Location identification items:

* Start *

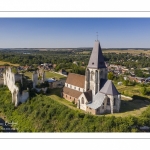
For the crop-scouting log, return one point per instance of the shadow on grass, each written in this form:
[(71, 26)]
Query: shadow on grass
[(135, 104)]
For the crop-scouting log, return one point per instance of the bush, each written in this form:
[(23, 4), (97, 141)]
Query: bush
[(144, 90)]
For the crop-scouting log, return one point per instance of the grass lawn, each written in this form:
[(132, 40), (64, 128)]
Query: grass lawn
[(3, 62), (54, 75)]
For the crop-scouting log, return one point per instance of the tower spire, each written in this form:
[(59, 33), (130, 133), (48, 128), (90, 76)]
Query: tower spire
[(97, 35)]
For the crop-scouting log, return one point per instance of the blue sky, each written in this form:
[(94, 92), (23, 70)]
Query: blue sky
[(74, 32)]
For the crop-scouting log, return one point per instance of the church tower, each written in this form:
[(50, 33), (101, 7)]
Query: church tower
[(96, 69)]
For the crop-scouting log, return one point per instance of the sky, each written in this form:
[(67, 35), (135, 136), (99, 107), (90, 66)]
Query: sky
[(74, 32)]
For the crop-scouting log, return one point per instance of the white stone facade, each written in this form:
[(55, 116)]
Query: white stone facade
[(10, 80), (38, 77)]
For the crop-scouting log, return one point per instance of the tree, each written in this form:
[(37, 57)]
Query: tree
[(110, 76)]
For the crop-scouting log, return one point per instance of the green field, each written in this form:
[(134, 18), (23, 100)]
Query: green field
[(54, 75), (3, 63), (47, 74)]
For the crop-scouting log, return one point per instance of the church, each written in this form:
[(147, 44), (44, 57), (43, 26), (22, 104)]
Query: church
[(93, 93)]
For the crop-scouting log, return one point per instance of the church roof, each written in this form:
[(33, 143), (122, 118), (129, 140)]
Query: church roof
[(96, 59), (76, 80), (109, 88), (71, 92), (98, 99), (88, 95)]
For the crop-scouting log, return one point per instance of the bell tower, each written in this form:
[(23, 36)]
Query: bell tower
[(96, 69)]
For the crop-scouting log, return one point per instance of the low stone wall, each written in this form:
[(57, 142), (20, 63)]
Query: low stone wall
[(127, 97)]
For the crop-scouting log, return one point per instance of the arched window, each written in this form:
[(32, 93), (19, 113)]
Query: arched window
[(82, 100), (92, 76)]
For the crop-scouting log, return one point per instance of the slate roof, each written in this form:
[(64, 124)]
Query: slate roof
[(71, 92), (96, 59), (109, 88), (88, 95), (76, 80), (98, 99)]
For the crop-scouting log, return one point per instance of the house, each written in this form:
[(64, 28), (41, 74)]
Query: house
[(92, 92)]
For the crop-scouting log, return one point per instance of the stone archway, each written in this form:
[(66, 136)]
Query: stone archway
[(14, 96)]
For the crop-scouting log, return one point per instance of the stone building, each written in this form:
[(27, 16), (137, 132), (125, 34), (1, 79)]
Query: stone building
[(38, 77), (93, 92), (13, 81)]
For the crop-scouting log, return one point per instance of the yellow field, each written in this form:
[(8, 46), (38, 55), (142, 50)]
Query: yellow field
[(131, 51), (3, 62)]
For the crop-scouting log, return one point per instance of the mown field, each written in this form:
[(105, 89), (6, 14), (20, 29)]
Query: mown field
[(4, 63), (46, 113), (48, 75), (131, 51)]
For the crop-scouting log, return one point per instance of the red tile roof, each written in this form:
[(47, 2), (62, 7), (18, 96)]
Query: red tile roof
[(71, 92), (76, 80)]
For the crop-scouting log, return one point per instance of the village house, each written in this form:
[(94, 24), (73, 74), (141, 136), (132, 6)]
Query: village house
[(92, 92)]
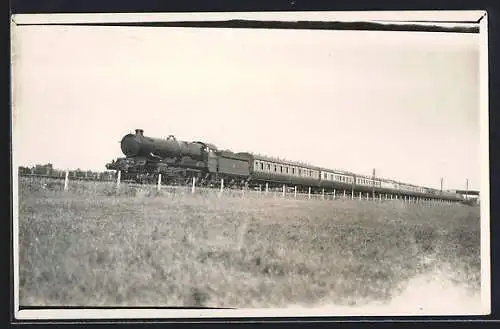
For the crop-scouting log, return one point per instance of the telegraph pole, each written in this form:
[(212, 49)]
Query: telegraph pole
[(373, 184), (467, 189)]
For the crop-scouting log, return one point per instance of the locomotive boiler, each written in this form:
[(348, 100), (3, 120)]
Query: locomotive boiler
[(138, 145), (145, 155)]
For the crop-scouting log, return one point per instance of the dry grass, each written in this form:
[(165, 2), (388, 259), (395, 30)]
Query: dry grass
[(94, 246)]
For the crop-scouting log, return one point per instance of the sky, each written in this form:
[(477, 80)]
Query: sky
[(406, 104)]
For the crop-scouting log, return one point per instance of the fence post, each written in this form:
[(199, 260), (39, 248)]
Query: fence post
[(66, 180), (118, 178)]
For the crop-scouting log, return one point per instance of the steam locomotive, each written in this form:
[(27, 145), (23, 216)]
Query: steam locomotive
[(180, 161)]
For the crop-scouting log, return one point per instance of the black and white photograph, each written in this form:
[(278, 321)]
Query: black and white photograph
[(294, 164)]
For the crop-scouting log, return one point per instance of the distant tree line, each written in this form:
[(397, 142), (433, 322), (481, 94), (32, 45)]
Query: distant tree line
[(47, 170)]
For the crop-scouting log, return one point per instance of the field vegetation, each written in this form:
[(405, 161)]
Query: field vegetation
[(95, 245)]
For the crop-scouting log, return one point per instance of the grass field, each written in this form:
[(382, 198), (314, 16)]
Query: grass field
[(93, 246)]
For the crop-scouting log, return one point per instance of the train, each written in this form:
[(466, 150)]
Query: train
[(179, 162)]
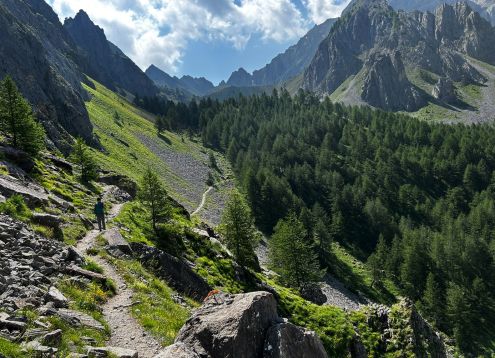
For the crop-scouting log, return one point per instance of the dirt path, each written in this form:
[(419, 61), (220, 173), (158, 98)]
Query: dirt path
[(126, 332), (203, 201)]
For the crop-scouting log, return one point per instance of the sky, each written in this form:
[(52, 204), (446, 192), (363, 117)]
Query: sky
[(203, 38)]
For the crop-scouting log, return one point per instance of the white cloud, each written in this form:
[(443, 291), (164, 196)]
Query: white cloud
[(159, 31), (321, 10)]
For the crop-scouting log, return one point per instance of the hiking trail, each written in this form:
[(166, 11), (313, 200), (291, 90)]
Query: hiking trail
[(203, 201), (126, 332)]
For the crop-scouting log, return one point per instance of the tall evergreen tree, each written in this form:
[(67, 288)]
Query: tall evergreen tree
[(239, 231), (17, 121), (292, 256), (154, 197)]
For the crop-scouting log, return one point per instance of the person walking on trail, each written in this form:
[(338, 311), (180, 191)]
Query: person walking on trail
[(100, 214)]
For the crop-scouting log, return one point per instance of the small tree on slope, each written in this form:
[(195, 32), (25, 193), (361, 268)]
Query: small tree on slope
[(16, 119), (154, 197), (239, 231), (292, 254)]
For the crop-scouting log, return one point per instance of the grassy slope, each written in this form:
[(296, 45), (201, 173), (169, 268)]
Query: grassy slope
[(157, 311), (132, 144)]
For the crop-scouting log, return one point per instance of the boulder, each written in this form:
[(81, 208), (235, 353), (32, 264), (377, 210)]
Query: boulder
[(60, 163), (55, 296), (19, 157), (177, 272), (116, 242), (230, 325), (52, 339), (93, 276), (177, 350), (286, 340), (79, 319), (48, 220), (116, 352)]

* End *

Problem —
Copy out all of the material above, swapping every "crop-scouting log" for "site survey log" and leaving everything else as it is. Leave the pictures out.

Solution for this exercise —
For the site survey log, return one point per instance of the shadow on grass, each written in this form:
[(71, 26)]
Query: shadow on grass
[(135, 104)]
For the site survey log, return one point per instance of the bush, each written in this form:
[(23, 4), (97, 141)]
Query: bush
[(144, 90)]
For the site survey log, return one point per instance of the grass lawn, each written in this form:
[(132, 40), (64, 128)]
Query: grass lawn
[(3, 62), (54, 75)]
For the site survey log, return one point per instance of the tower spire, each written in this form:
[(59, 33), (130, 133), (48, 128), (90, 76)]
Query: tower spire
[(97, 35)]
For the site survey log, return one point per instance of the blue sky, each written in this form:
[(94, 92), (23, 70)]
Query: blue sky
[(74, 32)]
For the site survey log, return one point per instance of the church tower, each written in this form:
[(50, 33), (101, 7)]
Query: church tower
[(96, 69)]
For the site survey log, return one point per instance of the sky, each written in this form:
[(67, 35), (135, 136), (99, 107), (90, 66)]
Query: sky
[(74, 32)]
For the site survey log, return one point per instance of the white stone facade, each written in this form:
[(55, 116)]
Query: white stone facade
[(10, 80), (38, 77)]
For the site survey log, return one point per instance of the tree, each written in this form:
[(37, 57)]
Query: tree
[(110, 76)]
For the site survey log, return one point per instance of the green field, each written in this form:
[(134, 18), (23, 100)]
Query: green field
[(54, 75), (3, 63), (47, 74)]
For the site survey log, return one point per instance of the church, each written in this form:
[(147, 44), (44, 57), (43, 26), (22, 104)]
Query: church
[(93, 93)]
For the site survey log, return one point per instance of the church roof, each written in this form:
[(33, 143), (122, 118), (129, 140)]
Query: church roof
[(96, 59), (76, 80), (109, 88), (71, 92), (98, 99), (88, 95)]
For the site survey log, return one point per instance of the bell tower, each written in this form:
[(23, 36)]
Query: bell tower
[(96, 69)]
For the site survey log, return one point per instance of the low stone wall, each written in this form:
[(57, 142), (20, 63)]
Query: low stone wall
[(127, 97)]
For the site survey log, return one point per instance of the arched window, each written in this form:
[(32, 93), (19, 113)]
Query: arched window
[(82, 100), (92, 76)]
For the site survey log, return one point per instance of the slate roof, each written in this form:
[(64, 124)]
Query: slate roof
[(71, 92), (96, 59), (109, 88), (88, 95), (76, 80), (98, 99)]
For the site survey log, return one point per instance of the house, each written in this form:
[(64, 28), (41, 74)]
Query: house
[(92, 92)]
For the site survey log, return one point per instance of the stone archway, each written in this form:
[(66, 136)]
Query: stone archway
[(14, 96)]
For the site survey log, return one point per instance of the stone building, each written in this form:
[(27, 16), (137, 132), (125, 34), (1, 79)]
Query: stone building
[(38, 77), (93, 92), (13, 81)]
For the site survey log, return one point per instance of the yellow field, each written in this form:
[(8, 46), (38, 55), (142, 50)]
Query: yellow field
[(131, 51), (3, 62)]
For the site survey log, return one point per instance of the mown field, each written in this form:
[(105, 89), (6, 14), (20, 29)]
Query: mown field
[(4, 63), (46, 113), (48, 75), (131, 51)]
For the site survey log, return one point per instance of the red tile roof, each written in this form:
[(47, 2), (62, 7), (18, 96)]
Query: red tile roof
[(71, 92), (76, 80)]
For the site survey log, return one point per instance of the village house, each written in this form:
[(94, 24), (73, 74), (141, 136), (132, 6)]
Query: village house
[(92, 92)]
For the site survey log, return one point per instance of the telegraph pole, each written in this form:
[(212, 49)]
Query: telegraph pole
[(373, 184), (467, 189)]
For the site survey log, return one point per instance of the locomotive boiler, each written in this form:
[(348, 100), (3, 120)]
Query: locomotive boiler
[(138, 145), (145, 155)]
For the site survey log, return one point per instance of the dry grass, each written in this form:
[(165, 2), (388, 259), (395, 30)]
Query: dry grass
[(94, 246)]
For the site survey log, return one point per instance of the sky, each written in this form:
[(477, 80)]
Query: sky
[(406, 104)]
For the site survey log, return one point per instance of the fence post, each written in this form:
[(199, 260), (39, 248)]
Query: fence post
[(66, 180), (118, 178)]
For the site survey log, return one point per instance of the steam locomotive, each written in this form:
[(27, 145), (23, 216)]
Query: steam locomotive
[(180, 161)]
For the site survey log, return one point per instance of the black and white photograph, each written in this form:
[(278, 321)]
Query: black and white photograph
[(294, 164)]
For the site survey log, return one point per instance of the distant tree line, each written in this form:
[(397, 142), (433, 322), (481, 94), (32, 45)]
Query: distant tree line
[(47, 170)]
For the site survey log, return one point per instance of the field vegetation, each written in this form:
[(405, 161)]
Query: field vegetation
[(95, 245)]
For the site survey log, return one point per instance of the grass field, each written in this form:
[(382, 198), (314, 16)]
Query: grass field
[(93, 246)]
For the site survey log, return one point per instance of the train, each written in this form:
[(466, 150)]
Query: train
[(179, 162)]
For the site survey log, return one point per instance of the dirt path, each written in this form:
[(419, 61), (220, 173), (158, 98)]
Query: dirt path
[(126, 332), (203, 201)]
For the site survey log, return one point per instance of the sky, each written in this form:
[(52, 204), (446, 192), (363, 117)]
Query: sky
[(203, 38)]
For the site survey log, return one point per instance of the white cloud, each written in this form:
[(443, 291), (164, 196)]
Query: white cloud
[(159, 31), (321, 10)]
For the site survey log, return one point per instance of the hiking trail, each written in this form:
[(166, 11), (313, 200), (291, 90)]
Query: hiking trail
[(203, 201), (126, 332)]
For the site survey log, return one point per instance of the tall evergreen tree, each written in this form:
[(67, 288)]
Query: tall evergreen tree
[(239, 231), (17, 121), (292, 256), (154, 197)]
For the site survey log, return one point per instance of the person walking on trail, each written in this form:
[(338, 311), (180, 191)]
Query: person walking on trail
[(100, 214)]
For the site survey log, return one point per instance of the small tree on slope, each written in this form:
[(195, 32), (25, 193), (361, 268)]
Query: small tree on slope
[(16, 119), (154, 197), (239, 231), (292, 254)]
For the site survey log, return one point per instance of the grassy slope, each written in this form:
[(296, 45), (201, 173), (169, 268)]
Query: grassy slope
[(157, 311), (132, 144)]
For the site survey log, return one point per instance of the boulder, each written in this form:
[(81, 208), (235, 353), (32, 264), (377, 210)]
Query: boulder
[(60, 163), (55, 296), (19, 157), (177, 272), (116, 242), (230, 325), (52, 339), (93, 276), (177, 350), (286, 340), (79, 319), (48, 220), (116, 352)]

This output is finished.